_WHAT TO WORK ON_
1. Update the Bryant Kirkland biography passage that opens with the words "Minister of Presbyterian" and closes with "the United States.", changing "Presbyterian Church USA" to "Presbyterian Church (USA)".
2. According to the Bryant Kirkland biography, in what city and year was he ordained as a Presbyterian minister?
3. According to the Bryant Kirkland biography, what is he known for?

[DOCUMENT SEGMENT — start]

- Born: Bryant Mays Kirkland May 2, 1914. Essex, Connecticut
- Died: April 23, 2000 (aged 85) Charlottesville, Virginia
- Occupation: Presbyterian minister
- Years active: 1938-1998
- Known for: Senior minister at First Presbyterian Church, Tulsa and Fifth Avenue Presbyterian Church in New York City

= Bryant Kirkland =

Minister of Presbyterian Church USA (1914–2000)

Bryant M. Kirkland (1914-2000) was a minister of the Presbyterian Church USA (PCUSA) in the United States.

== Early life ==
Born May 2, 1914 in Essex, Connecticut, he graduated from Wheaton College (Illinois) in 1935, then earned the Bachelor of Theology degree from Princeton University in 1938, and a master's degree at Eastern Baptist Seminary in 1946. He was ordained as a Presbyterian minister in Philadelphia, Pennsylvania in 1938.

[DOCUMENT SEGMENT — finish]
[DATASET ENTRIES — start]

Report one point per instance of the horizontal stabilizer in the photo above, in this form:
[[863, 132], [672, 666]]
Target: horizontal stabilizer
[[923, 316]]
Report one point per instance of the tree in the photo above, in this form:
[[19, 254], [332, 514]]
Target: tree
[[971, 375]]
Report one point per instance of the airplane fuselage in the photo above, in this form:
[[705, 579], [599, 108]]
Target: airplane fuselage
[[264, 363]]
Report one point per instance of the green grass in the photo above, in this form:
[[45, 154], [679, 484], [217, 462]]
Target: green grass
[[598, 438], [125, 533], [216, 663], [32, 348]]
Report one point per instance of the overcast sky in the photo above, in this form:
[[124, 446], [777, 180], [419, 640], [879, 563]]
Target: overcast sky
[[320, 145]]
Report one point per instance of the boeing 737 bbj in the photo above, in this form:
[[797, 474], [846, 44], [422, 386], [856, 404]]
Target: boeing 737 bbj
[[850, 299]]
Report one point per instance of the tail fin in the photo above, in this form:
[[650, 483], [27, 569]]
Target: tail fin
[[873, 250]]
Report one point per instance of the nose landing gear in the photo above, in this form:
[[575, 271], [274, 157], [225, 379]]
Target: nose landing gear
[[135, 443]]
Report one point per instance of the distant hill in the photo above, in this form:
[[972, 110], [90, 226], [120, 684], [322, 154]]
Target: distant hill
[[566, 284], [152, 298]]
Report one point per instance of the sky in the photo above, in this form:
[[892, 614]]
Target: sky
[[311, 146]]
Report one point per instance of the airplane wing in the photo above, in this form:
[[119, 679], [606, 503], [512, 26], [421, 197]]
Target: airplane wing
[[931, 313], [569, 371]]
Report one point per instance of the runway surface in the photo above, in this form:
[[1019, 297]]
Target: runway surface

[DATASET ENTRIES — finish]
[DATASET ENTRIES — start]

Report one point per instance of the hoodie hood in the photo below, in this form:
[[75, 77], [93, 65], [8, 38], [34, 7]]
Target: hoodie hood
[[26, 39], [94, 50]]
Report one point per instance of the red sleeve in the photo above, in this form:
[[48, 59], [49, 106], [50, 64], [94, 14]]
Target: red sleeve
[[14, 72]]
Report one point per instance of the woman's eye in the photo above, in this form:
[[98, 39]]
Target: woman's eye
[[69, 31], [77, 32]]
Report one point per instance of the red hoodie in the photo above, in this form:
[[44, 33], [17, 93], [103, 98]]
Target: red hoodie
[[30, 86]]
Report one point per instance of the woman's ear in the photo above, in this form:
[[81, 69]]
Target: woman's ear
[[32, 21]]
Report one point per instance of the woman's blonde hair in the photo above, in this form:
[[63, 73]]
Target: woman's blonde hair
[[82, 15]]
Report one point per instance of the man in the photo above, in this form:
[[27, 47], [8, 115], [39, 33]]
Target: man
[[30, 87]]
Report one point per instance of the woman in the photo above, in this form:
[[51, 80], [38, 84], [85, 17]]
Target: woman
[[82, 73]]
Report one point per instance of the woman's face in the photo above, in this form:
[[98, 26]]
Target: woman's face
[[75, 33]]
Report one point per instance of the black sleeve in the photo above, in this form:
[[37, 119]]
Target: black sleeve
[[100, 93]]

[DATASET ENTRIES — finish]
[DATASET ENTRIES — start]

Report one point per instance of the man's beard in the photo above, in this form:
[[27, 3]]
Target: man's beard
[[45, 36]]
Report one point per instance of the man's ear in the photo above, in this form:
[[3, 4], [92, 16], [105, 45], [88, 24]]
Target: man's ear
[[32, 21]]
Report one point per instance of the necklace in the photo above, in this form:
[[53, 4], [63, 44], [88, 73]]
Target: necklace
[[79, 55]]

[DATASET ENTRIES — finish]

_SOLUTIONS BELOW_
1.
Minister of Presbyterian Church (USA) (1914–2000)

Bryant M. Kirkland (1914-2000) was a minister of the Presbyterian Church (USA) (PCUSA) in the United States.

2. He was ordained in Philadelphia, Pennsylvania, in 1938.

3. He is known for serving as senior minister at First Presbyterian Church in Tulsa and at Fifth Avenue Presbyterian Church in New York City.